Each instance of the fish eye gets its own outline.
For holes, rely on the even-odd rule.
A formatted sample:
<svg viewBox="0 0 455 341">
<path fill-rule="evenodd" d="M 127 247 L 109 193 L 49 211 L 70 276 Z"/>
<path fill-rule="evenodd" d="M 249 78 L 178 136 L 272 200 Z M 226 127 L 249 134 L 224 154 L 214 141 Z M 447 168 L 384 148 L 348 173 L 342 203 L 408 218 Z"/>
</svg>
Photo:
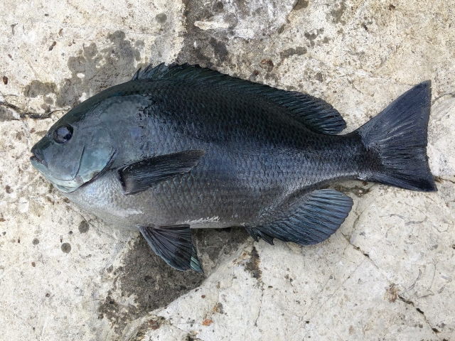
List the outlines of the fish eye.
<svg viewBox="0 0 455 341">
<path fill-rule="evenodd" d="M 63 124 L 54 130 L 54 141 L 58 144 L 65 144 L 73 136 L 73 127 L 69 124 Z"/>
</svg>

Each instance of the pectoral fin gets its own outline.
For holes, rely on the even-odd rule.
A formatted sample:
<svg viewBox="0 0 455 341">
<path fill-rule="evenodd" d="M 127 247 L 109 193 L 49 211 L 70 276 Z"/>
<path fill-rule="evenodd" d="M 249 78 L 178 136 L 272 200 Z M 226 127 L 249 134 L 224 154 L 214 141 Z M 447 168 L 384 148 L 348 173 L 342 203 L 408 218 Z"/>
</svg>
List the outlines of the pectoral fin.
<svg viewBox="0 0 455 341">
<path fill-rule="evenodd" d="M 203 273 L 191 242 L 189 225 L 139 227 L 139 231 L 151 249 L 173 268 Z"/>
<path fill-rule="evenodd" d="M 205 152 L 186 151 L 141 160 L 119 168 L 125 195 L 148 190 L 159 181 L 189 172 Z"/>
<path fill-rule="evenodd" d="M 275 219 L 245 229 L 257 240 L 273 238 L 300 245 L 320 243 L 332 235 L 350 211 L 353 200 L 335 190 L 318 190 L 284 204 L 270 217 Z"/>
</svg>

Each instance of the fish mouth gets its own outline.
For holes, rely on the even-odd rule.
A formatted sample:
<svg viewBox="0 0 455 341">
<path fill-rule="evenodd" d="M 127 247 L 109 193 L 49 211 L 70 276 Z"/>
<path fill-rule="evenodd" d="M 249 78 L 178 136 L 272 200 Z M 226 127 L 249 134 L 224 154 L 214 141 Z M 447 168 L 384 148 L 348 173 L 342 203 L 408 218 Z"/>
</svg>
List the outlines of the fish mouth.
<svg viewBox="0 0 455 341">
<path fill-rule="evenodd" d="M 38 163 L 42 164 L 45 167 L 47 167 L 46 163 L 44 161 L 44 157 L 40 153 L 38 149 L 32 148 L 31 151 L 31 153 L 33 154 L 32 156 L 30 157 L 31 161 L 37 162 Z"/>
</svg>

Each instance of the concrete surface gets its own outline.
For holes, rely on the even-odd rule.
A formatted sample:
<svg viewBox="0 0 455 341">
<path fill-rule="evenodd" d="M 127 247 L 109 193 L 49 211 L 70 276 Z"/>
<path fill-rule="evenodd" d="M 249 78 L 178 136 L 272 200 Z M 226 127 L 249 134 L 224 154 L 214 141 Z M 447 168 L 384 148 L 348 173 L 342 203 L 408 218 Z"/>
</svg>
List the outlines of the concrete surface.
<svg viewBox="0 0 455 341">
<path fill-rule="evenodd" d="M 0 3 L 0 340 L 455 340 L 455 3 Z M 149 63 L 308 92 L 352 131 L 432 81 L 439 192 L 357 182 L 328 241 L 195 232 L 205 276 L 66 200 L 28 162 L 73 106 Z"/>
</svg>

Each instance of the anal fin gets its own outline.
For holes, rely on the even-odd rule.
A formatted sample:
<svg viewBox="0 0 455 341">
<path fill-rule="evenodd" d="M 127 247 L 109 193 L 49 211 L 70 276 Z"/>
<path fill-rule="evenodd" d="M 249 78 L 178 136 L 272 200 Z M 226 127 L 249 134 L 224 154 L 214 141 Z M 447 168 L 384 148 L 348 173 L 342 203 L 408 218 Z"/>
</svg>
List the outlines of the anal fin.
<svg viewBox="0 0 455 341">
<path fill-rule="evenodd" d="M 317 244 L 338 229 L 352 205 L 352 199 L 341 192 L 314 190 L 271 212 L 275 220 L 246 229 L 255 239 L 261 237 L 269 244 L 272 238 L 300 245 Z"/>
<path fill-rule="evenodd" d="M 191 242 L 189 225 L 141 227 L 139 231 L 155 254 L 173 268 L 203 272 Z"/>
</svg>

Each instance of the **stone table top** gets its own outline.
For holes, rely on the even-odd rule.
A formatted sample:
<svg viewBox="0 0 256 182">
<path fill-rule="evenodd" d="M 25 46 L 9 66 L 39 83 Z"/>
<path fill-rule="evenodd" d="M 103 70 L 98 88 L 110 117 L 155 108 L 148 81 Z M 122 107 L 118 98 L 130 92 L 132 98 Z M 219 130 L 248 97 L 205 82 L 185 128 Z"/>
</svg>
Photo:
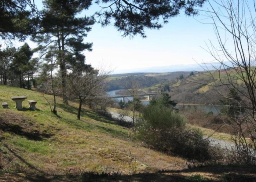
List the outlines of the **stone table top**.
<svg viewBox="0 0 256 182">
<path fill-rule="evenodd" d="M 11 97 L 11 99 L 13 100 L 15 100 L 16 99 L 27 99 L 27 97 L 25 96 L 15 96 Z"/>
</svg>

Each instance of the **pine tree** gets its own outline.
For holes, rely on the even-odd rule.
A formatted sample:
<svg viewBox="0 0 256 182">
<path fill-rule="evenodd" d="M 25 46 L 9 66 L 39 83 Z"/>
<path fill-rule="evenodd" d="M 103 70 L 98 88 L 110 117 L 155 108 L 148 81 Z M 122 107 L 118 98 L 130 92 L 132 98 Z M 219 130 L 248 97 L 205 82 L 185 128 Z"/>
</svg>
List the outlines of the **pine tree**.
<svg viewBox="0 0 256 182">
<path fill-rule="evenodd" d="M 81 52 L 92 50 L 92 43 L 83 42 L 83 38 L 90 31 L 89 26 L 95 22 L 93 17 L 78 17 L 83 9 L 91 5 L 86 0 L 46 0 L 40 26 L 40 34 L 33 37 L 39 43 L 44 54 L 52 52 L 58 60 L 62 77 L 63 102 L 68 103 L 66 91 L 67 69 L 72 68 L 88 67 L 85 57 Z M 49 49 L 54 47 L 53 50 Z"/>
</svg>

▶ [WHAT YOU SHOULD DO]:
Convert all of the material above into a JSON list of strings, one string per line, leaving out blank lines and the pictures.

▶ [RESPONSE TO THIS TASK]:
[
  "Each instance of the fish eye gets its own outline.",
  "For holes, rely on the even-odd rule.",
  "A formatted sample:",
  "<svg viewBox=\"0 0 455 341\">",
  "<path fill-rule=\"evenodd\" d=\"M 127 247 L 109 193 L 49 211 L 70 276 Z\"/>",
  "<path fill-rule=\"evenodd\" d=\"M 249 78 L 178 136 L 272 200 Z M 226 127 L 249 134 L 224 154 L 214 141 Z M 447 168 L 384 148 L 348 173 L 342 203 L 408 218 Z\"/>",
  "</svg>",
  "Photo:",
  "List the outlines of the fish eye.",
  "<svg viewBox=\"0 0 455 341\">",
  "<path fill-rule=\"evenodd\" d=\"M 63 124 L 54 130 L 54 141 L 58 144 L 65 144 L 73 136 L 73 127 L 69 124 Z\"/>",
  "</svg>",
  "Each instance of the pectoral fin gets its own outline.",
  "For holes, rely on the even-odd rule.",
  "A formatted sample:",
  "<svg viewBox=\"0 0 455 341\">",
  "<path fill-rule=\"evenodd\" d=\"M 127 247 L 109 193 L 49 211 L 70 276 Z\"/>",
  "<path fill-rule=\"evenodd\" d=\"M 249 78 L 178 136 L 272 200 Z M 226 127 L 249 134 L 224 154 L 214 141 Z M 447 168 L 384 148 L 348 173 L 342 203 L 408 218 Z\"/>",
  "</svg>",
  "List the outlines of the pectoral fin.",
  "<svg viewBox=\"0 0 455 341\">",
  "<path fill-rule=\"evenodd\" d=\"M 203 273 L 191 242 L 189 225 L 139 227 L 139 231 L 151 249 L 173 268 Z\"/>",
  "<path fill-rule=\"evenodd\" d=\"M 205 152 L 186 151 L 141 160 L 119 168 L 125 195 L 148 190 L 159 181 L 189 172 Z\"/>",
  "<path fill-rule=\"evenodd\" d=\"M 275 219 L 245 229 L 257 240 L 273 238 L 300 245 L 320 243 L 332 235 L 350 211 L 353 200 L 335 190 L 318 190 L 284 204 L 270 217 Z\"/>",
  "</svg>",
  "Each instance of the fish mouth gets its own outline.",
  "For holes, rely on the even-odd rule.",
  "A formatted sample:",
  "<svg viewBox=\"0 0 455 341\">",
  "<path fill-rule=\"evenodd\" d=\"M 127 247 L 109 193 L 49 211 L 70 276 Z\"/>",
  "<path fill-rule=\"evenodd\" d=\"M 249 78 L 178 136 L 272 200 Z M 226 127 L 249 134 L 224 154 L 214 141 Z M 447 168 L 384 148 L 348 173 L 342 203 L 408 218 Z\"/>",
  "</svg>",
  "List the outlines of the fish mouth.",
  "<svg viewBox=\"0 0 455 341\">",
  "<path fill-rule=\"evenodd\" d=\"M 38 163 L 42 164 L 45 167 L 47 167 L 46 163 L 44 161 L 44 157 L 40 153 L 38 149 L 32 148 L 31 151 L 31 153 L 33 154 L 32 156 L 30 157 L 31 161 L 37 162 Z\"/>",
  "</svg>",
  "Each instance of the concrete surface gets its own outline.",
  "For holes, rely on the even-odd rule.",
  "A formatted sample:",
  "<svg viewBox=\"0 0 455 341\">",
  "<path fill-rule=\"evenodd\" d=\"M 127 247 L 109 193 L 49 211 L 70 276 Z\"/>",
  "<path fill-rule=\"evenodd\" d=\"M 249 78 L 178 136 L 272 200 Z M 226 127 L 249 134 L 224 154 L 214 141 Z M 447 168 L 384 148 L 348 173 L 342 203 L 408 218 Z\"/>",
  "</svg>",
  "List the outlines of the concrete surface.",
  "<svg viewBox=\"0 0 455 341\">",
  "<path fill-rule=\"evenodd\" d=\"M 0 3 L 0 340 L 455 340 L 455 3 Z M 149 63 L 308 92 L 352 131 L 432 81 L 439 192 L 357 182 L 328 241 L 195 232 L 205 276 L 66 200 L 28 162 L 73 106 Z\"/>",
  "</svg>",
  "Each instance of the anal fin gets its own outline.",
  "For holes, rely on the even-odd rule.",
  "A formatted sample:",
  "<svg viewBox=\"0 0 455 341\">",
  "<path fill-rule=\"evenodd\" d=\"M 127 247 L 109 193 L 49 211 L 70 276 Z\"/>",
  "<path fill-rule=\"evenodd\" d=\"M 249 78 L 178 136 L 272 200 Z M 226 127 L 249 134 L 224 154 L 214 141 Z M 447 168 L 384 148 L 348 173 L 342 203 L 408 218 Z\"/>",
  "</svg>",
  "List the outlines of the anal fin.",
  "<svg viewBox=\"0 0 455 341\">",
  "<path fill-rule=\"evenodd\" d=\"M 317 244 L 338 229 L 352 205 L 352 199 L 341 192 L 314 190 L 271 212 L 275 220 L 246 229 L 255 239 L 261 237 L 269 244 L 272 238 L 300 245 Z\"/>",
  "<path fill-rule=\"evenodd\" d=\"M 191 242 L 189 225 L 141 227 L 139 231 L 155 254 L 173 268 L 203 272 Z\"/>",
  "</svg>",
  "Each instance of the **stone table top** gets its own outline.",
  "For holes, rely on the even-odd rule.",
  "A formatted sample:",
  "<svg viewBox=\"0 0 256 182\">",
  "<path fill-rule=\"evenodd\" d=\"M 25 46 L 9 66 L 39 83 Z\"/>",
  "<path fill-rule=\"evenodd\" d=\"M 103 70 L 98 88 L 110 117 L 155 108 L 148 81 Z M 122 107 L 118 98 L 130 92 L 132 98 Z M 219 130 L 248 97 L 205 82 L 185 128 Z\"/>",
  "</svg>",
  "Photo:",
  "List the outlines of the **stone table top**.",
  "<svg viewBox=\"0 0 256 182\">",
  "<path fill-rule=\"evenodd\" d=\"M 11 97 L 11 99 L 13 100 L 15 100 L 16 99 L 27 99 L 27 97 L 25 96 L 15 96 Z\"/>",
  "</svg>",
  "Each instance of the **pine tree** gets its own outline.",
  "For holes, rely on the even-odd rule.",
  "A formatted sample:",
  "<svg viewBox=\"0 0 256 182\">",
  "<path fill-rule=\"evenodd\" d=\"M 25 46 L 9 66 L 39 83 Z\"/>",
  "<path fill-rule=\"evenodd\" d=\"M 103 70 L 98 88 L 110 117 L 155 108 L 148 81 Z M 122 107 L 118 98 L 130 92 L 132 98 Z M 219 130 L 248 97 L 205 82 L 185 128 Z\"/>",
  "</svg>",
  "List the outlines of the **pine tree**.",
  "<svg viewBox=\"0 0 256 182\">",
  "<path fill-rule=\"evenodd\" d=\"M 81 52 L 92 50 L 92 43 L 83 42 L 83 38 L 90 31 L 89 26 L 95 22 L 93 17 L 78 17 L 83 9 L 91 5 L 86 0 L 46 0 L 40 26 L 40 34 L 33 37 L 39 43 L 44 54 L 52 52 L 58 60 L 62 77 L 63 102 L 68 103 L 66 91 L 67 69 L 72 68 L 88 67 L 85 57 Z M 49 49 L 54 47 L 53 50 Z\"/>",
  "</svg>"
]